***** DATA EXCERPTS

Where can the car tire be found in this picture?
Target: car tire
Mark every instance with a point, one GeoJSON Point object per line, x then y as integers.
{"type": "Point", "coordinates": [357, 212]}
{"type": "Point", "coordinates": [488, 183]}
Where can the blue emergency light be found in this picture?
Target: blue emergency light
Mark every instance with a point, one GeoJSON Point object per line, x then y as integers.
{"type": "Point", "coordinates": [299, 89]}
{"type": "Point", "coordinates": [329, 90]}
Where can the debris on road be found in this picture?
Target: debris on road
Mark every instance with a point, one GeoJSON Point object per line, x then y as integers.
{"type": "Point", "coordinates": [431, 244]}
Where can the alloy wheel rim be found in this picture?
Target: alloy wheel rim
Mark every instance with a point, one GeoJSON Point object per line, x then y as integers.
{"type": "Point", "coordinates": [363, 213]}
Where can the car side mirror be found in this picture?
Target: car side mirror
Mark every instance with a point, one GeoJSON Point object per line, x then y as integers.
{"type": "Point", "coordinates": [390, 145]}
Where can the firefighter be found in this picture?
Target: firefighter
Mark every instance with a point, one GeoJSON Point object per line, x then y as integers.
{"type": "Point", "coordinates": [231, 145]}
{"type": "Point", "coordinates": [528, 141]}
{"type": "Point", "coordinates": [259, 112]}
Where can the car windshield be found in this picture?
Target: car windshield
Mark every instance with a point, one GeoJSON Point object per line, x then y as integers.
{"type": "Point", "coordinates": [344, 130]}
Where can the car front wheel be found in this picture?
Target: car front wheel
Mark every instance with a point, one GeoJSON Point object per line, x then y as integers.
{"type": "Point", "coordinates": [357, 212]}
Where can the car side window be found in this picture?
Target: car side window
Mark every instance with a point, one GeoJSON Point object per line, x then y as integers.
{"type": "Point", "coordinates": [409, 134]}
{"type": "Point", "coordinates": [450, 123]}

**********
***** DATA EXCERPTS

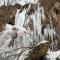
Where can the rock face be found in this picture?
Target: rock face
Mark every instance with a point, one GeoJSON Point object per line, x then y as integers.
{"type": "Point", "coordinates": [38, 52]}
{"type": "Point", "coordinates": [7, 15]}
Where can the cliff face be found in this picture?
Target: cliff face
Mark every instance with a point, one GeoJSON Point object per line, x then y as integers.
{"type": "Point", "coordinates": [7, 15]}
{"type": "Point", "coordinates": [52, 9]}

**********
***** DATA EXCERPTS

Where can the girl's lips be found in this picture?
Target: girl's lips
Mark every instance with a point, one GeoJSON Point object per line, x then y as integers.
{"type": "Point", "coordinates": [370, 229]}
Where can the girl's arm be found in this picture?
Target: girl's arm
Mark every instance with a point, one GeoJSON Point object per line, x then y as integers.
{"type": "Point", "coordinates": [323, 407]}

**********

▶ **EXERCISE DETAILS**
Only the lines above from the one with "Where can the car tire" through the one with "Target: car windshield" should be duplicated, character for character.

▶ **RESULT BELOW**
Where can the car tire be found in this picture?
Target: car tire
Mark every instance with a point, one GeoJSON Point object per line, x then y as integers.
{"type": "Point", "coordinates": [357, 212]}
{"type": "Point", "coordinates": [488, 183]}
Where can the blue emergency light be found in this picture?
Target: blue emergency light
Mark every instance with a point, one GeoJSON Point object per line, x then y as integers.
{"type": "Point", "coordinates": [299, 89]}
{"type": "Point", "coordinates": [329, 90]}
Where can the debris on road be found in this picture?
Target: debris on road
Mark every instance with a point, one GeoJSON Point object per line, x then y as integers.
{"type": "Point", "coordinates": [431, 244]}
Where can the alloy wheel rim be found in this picture?
Target: alloy wheel rim
Mark every instance with a point, one GeoJSON Point object per line, x then y as integers.
{"type": "Point", "coordinates": [363, 213]}
Where can the car side mirror be found in this picture?
Target: car side mirror
Mark every instance with a point, one GeoJSON Point object per line, x then y as integers.
{"type": "Point", "coordinates": [390, 145]}
Where can the firefighter be found in this picture?
Target: firefighter
Mark every instance with a point, one GeoJSON Point object per line, x then y as integers.
{"type": "Point", "coordinates": [231, 145]}
{"type": "Point", "coordinates": [528, 141]}
{"type": "Point", "coordinates": [259, 112]}
Where can the car windshield be found in this picture?
Target: car windshield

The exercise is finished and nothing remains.